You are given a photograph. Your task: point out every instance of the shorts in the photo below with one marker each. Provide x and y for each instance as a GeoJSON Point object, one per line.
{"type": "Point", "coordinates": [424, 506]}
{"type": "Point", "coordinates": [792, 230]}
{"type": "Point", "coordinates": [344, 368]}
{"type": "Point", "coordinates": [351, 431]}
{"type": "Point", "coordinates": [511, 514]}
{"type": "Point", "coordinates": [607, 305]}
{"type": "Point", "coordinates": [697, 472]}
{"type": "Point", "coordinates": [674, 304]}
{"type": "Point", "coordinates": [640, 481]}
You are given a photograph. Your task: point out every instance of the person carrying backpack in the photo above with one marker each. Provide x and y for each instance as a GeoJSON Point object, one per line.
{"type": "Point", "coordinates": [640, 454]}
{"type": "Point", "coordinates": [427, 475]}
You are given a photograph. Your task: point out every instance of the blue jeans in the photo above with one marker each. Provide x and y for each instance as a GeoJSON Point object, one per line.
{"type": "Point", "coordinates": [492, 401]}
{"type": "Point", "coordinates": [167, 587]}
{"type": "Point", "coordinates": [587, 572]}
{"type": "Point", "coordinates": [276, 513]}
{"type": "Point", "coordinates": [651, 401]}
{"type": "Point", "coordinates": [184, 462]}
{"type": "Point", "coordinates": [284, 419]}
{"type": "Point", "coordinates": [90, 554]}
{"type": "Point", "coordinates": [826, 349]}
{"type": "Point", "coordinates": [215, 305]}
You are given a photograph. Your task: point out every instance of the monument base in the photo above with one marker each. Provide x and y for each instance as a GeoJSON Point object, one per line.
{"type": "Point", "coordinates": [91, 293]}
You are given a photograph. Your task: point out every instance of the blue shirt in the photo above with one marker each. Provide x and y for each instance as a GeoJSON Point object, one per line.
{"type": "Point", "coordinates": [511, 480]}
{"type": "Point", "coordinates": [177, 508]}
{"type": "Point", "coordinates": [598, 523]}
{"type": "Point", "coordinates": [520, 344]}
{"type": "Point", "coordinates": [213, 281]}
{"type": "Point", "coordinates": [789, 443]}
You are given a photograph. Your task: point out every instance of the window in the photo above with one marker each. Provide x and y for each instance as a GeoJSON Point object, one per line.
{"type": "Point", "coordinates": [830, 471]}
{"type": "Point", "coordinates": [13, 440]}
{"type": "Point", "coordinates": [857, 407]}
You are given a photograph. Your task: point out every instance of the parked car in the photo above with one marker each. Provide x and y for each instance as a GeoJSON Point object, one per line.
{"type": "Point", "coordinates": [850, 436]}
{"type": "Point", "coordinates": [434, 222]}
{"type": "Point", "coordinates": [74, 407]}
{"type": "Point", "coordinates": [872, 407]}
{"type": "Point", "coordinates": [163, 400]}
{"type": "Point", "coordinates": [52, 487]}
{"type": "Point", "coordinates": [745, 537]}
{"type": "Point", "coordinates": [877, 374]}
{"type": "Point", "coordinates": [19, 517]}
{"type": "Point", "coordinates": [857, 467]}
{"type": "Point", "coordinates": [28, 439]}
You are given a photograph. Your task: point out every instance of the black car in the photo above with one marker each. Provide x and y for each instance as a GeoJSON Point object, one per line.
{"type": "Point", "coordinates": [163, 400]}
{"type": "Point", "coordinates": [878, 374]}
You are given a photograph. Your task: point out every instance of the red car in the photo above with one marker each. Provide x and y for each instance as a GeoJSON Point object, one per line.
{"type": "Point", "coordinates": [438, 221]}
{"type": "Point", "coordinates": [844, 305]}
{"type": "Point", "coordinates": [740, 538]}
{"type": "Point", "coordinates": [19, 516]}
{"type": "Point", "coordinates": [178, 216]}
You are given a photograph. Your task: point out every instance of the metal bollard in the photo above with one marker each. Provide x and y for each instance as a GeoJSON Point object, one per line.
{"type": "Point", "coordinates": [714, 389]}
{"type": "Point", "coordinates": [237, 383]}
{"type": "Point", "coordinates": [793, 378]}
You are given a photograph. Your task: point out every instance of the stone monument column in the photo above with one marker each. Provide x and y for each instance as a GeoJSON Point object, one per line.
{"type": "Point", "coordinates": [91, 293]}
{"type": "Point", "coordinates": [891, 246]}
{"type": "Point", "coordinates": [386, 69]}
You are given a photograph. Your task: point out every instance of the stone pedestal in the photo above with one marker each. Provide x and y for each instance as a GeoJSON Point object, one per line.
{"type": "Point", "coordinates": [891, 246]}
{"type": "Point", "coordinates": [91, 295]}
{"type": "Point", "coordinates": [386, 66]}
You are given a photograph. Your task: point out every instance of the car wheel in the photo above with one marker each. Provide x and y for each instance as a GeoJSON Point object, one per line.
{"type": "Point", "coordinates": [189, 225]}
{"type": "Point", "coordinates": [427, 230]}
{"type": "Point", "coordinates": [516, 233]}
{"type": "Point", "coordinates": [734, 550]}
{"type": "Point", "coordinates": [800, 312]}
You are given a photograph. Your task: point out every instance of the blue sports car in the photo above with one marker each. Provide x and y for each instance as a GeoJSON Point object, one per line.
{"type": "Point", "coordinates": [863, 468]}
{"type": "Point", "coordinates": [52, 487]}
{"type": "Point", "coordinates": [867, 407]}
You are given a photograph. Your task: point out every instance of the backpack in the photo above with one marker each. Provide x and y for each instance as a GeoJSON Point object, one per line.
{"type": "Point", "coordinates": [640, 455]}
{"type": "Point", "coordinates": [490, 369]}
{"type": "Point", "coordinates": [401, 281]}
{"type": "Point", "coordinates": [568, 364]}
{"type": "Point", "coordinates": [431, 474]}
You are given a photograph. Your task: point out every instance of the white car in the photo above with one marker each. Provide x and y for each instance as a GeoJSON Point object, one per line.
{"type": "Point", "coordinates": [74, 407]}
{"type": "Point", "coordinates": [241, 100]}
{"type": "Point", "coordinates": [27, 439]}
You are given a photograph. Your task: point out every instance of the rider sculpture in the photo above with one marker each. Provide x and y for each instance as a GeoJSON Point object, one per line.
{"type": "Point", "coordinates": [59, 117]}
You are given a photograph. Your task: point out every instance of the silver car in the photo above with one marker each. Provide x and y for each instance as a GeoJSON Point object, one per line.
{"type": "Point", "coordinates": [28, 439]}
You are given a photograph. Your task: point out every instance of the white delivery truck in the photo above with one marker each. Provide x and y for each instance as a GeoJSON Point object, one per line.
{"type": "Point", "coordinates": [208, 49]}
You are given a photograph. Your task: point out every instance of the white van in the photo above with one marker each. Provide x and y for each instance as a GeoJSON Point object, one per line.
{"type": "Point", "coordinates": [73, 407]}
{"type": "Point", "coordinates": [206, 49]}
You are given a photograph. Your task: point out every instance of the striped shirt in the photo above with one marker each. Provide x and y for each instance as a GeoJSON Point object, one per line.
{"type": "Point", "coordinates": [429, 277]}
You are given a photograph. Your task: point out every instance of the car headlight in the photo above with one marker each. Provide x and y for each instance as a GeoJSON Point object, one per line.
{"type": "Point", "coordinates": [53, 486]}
────────
Please restate the data word for word, every record included.

> **EXERCISE OUTPUT**:
You are given a photograph. Your task: point out every instance of the shorts in the photo below with one marker each. Provide x and y for each instance as a GeoJSON Point object, one per line.
{"type": "Point", "coordinates": [424, 506]}
{"type": "Point", "coordinates": [792, 230]}
{"type": "Point", "coordinates": [344, 368]}
{"type": "Point", "coordinates": [351, 431]}
{"type": "Point", "coordinates": [511, 514]}
{"type": "Point", "coordinates": [607, 305]}
{"type": "Point", "coordinates": [697, 472]}
{"type": "Point", "coordinates": [674, 304]}
{"type": "Point", "coordinates": [640, 481]}
You are given a photograph. Your task: point out every instance of the person carrying backpack in the photo above with one marker each. Provide x and y for each instance as a GeoJSON Point object, one per line.
{"type": "Point", "coordinates": [640, 454]}
{"type": "Point", "coordinates": [427, 475]}
You are given a photograph. Your task: point out every instance of the blue jeans in the photo above with one marker each. Provide x and y for each instance as a GeoJSON Point object, one per line.
{"type": "Point", "coordinates": [492, 401]}
{"type": "Point", "coordinates": [167, 587]}
{"type": "Point", "coordinates": [587, 572]}
{"type": "Point", "coordinates": [276, 513]}
{"type": "Point", "coordinates": [651, 401]}
{"type": "Point", "coordinates": [184, 462]}
{"type": "Point", "coordinates": [284, 419]}
{"type": "Point", "coordinates": [90, 554]}
{"type": "Point", "coordinates": [826, 349]}
{"type": "Point", "coordinates": [215, 305]}
You are given a photograph. Your task: point out every instance of the monument base in the photo above with one marker each. Provide x and y for each instance as a GeoJSON Point object, one per line.
{"type": "Point", "coordinates": [91, 293]}
You are given a photograph. Your task: point out every instance of the blue shirt in the photo above with one marker each. Provide x and y for each instance as a GeoJSON Point object, one per line.
{"type": "Point", "coordinates": [511, 480]}
{"type": "Point", "coordinates": [177, 508]}
{"type": "Point", "coordinates": [598, 523]}
{"type": "Point", "coordinates": [520, 344]}
{"type": "Point", "coordinates": [213, 281]}
{"type": "Point", "coordinates": [789, 443]}
You are given a photograph. Your task: point out every instance of the window in the photo above with one marker each. Provide x and y for each instance as a GeoJSON Point object, one per line.
{"type": "Point", "coordinates": [830, 471]}
{"type": "Point", "coordinates": [13, 440]}
{"type": "Point", "coordinates": [857, 407]}
You are given a photograph. Your task: point out every instance of the parked car in the photo above with one marker each. Provide x and y for each instance as a GeoJSON Point object, one per line.
{"type": "Point", "coordinates": [850, 436]}
{"type": "Point", "coordinates": [434, 222]}
{"type": "Point", "coordinates": [74, 407]}
{"type": "Point", "coordinates": [872, 407]}
{"type": "Point", "coordinates": [163, 400]}
{"type": "Point", "coordinates": [52, 487]}
{"type": "Point", "coordinates": [745, 537]}
{"type": "Point", "coordinates": [877, 374]}
{"type": "Point", "coordinates": [19, 517]}
{"type": "Point", "coordinates": [857, 467]}
{"type": "Point", "coordinates": [28, 439]}
You are given a photograph. Your task: point out every instance of the black car in the photo above with one marker each. Provide x and y for each instance as a GeoJSON Point object, one per line.
{"type": "Point", "coordinates": [163, 400]}
{"type": "Point", "coordinates": [878, 374]}
You are given a photograph. Your task: point out every instance of the red car in the photo above with one marker each. Provide x and y for each instance as a GeoJSON Point object, one per line.
{"type": "Point", "coordinates": [438, 221]}
{"type": "Point", "coordinates": [844, 305]}
{"type": "Point", "coordinates": [740, 538]}
{"type": "Point", "coordinates": [19, 516]}
{"type": "Point", "coordinates": [178, 216]}
You are given a photograph. Your task: point out every instance of the metal bollard in the photo above with one marker each. Provide x and y for each instance as a GeoJSON Point object, one per line.
{"type": "Point", "coordinates": [714, 389]}
{"type": "Point", "coordinates": [237, 383]}
{"type": "Point", "coordinates": [793, 378]}
You are given a photograph. Your task: point out every instance of the stone monument column in the photo above with one marker each. Provide x and y for each instance as a GeoJSON Point object, one per line.
{"type": "Point", "coordinates": [91, 293]}
{"type": "Point", "coordinates": [891, 246]}
{"type": "Point", "coordinates": [386, 69]}
You are given a photograph. Your task: point out every instance of the stone pedestal in the photo above with one marker each. Provide x and y for each instance as a GeoJSON Point object, one per line.
{"type": "Point", "coordinates": [891, 246]}
{"type": "Point", "coordinates": [91, 295]}
{"type": "Point", "coordinates": [386, 66]}
You are given a photograph. Your task: point out every instance of the car wheel in the photo above with one marker each. Provide x and y for each instance as a GeoJSON Point object, one per line.
{"type": "Point", "coordinates": [189, 225]}
{"type": "Point", "coordinates": [427, 230]}
{"type": "Point", "coordinates": [516, 233]}
{"type": "Point", "coordinates": [734, 550]}
{"type": "Point", "coordinates": [800, 312]}
You are given a photograph. Your task: point out every instance of the blue sports car in the photo above with one marker each. Provide x and y for each instance as a GeoJSON Point object, one per line.
{"type": "Point", "coordinates": [863, 468]}
{"type": "Point", "coordinates": [52, 487]}
{"type": "Point", "coordinates": [867, 407]}
You are given a photograph. Your task: point out every instance of the backpack in the photo above with one marker each. Provide x and y for each instance as a GeoJSON Point object, one per line.
{"type": "Point", "coordinates": [640, 455]}
{"type": "Point", "coordinates": [490, 369]}
{"type": "Point", "coordinates": [401, 281]}
{"type": "Point", "coordinates": [568, 364]}
{"type": "Point", "coordinates": [431, 474]}
You are given a photograph. Your task: point out every instance of the white car in the photo above with one marker each. Provide x and y for each instance as a GeoJSON Point object, one per line.
{"type": "Point", "coordinates": [74, 407]}
{"type": "Point", "coordinates": [241, 100]}
{"type": "Point", "coordinates": [27, 439]}
You are given a photograph. Your task: point out every instance of the rider sculpture in the photo above with one marker each. Provide x and y for each instance as a GeoJSON Point object, one per line.
{"type": "Point", "coordinates": [59, 117]}
You are given a photograph. Your task: point out every instance of the silver car in the photo above with one marker each. Provide x and y for each instance as a GeoJSON Point object, one per line.
{"type": "Point", "coordinates": [28, 439]}
You are given a photograph. Your task: point out every instance of the white delivery truck in the photo above with one marker each. Provide x and y for each instance as a GeoJSON Point object, one per line.
{"type": "Point", "coordinates": [208, 49]}
You are given a photograph. Your task: point out every instance of the white van in the photo above with one marker each. Provide x and y for each instance as a GeoJSON Point object, one per line.
{"type": "Point", "coordinates": [73, 407]}
{"type": "Point", "coordinates": [206, 49]}
You are given a photograph. Your task: point out every instance of the striped shirt in the photo above with one marker each. Provide x and y for each instance as a GeoJSON Point object, one per line.
{"type": "Point", "coordinates": [429, 277]}
You are given a photograph. Your task: point out every instance of the car headlight in the photo above with one marker each. Provide x and y for each instance as a GeoJSON Point object, one per line.
{"type": "Point", "coordinates": [53, 486]}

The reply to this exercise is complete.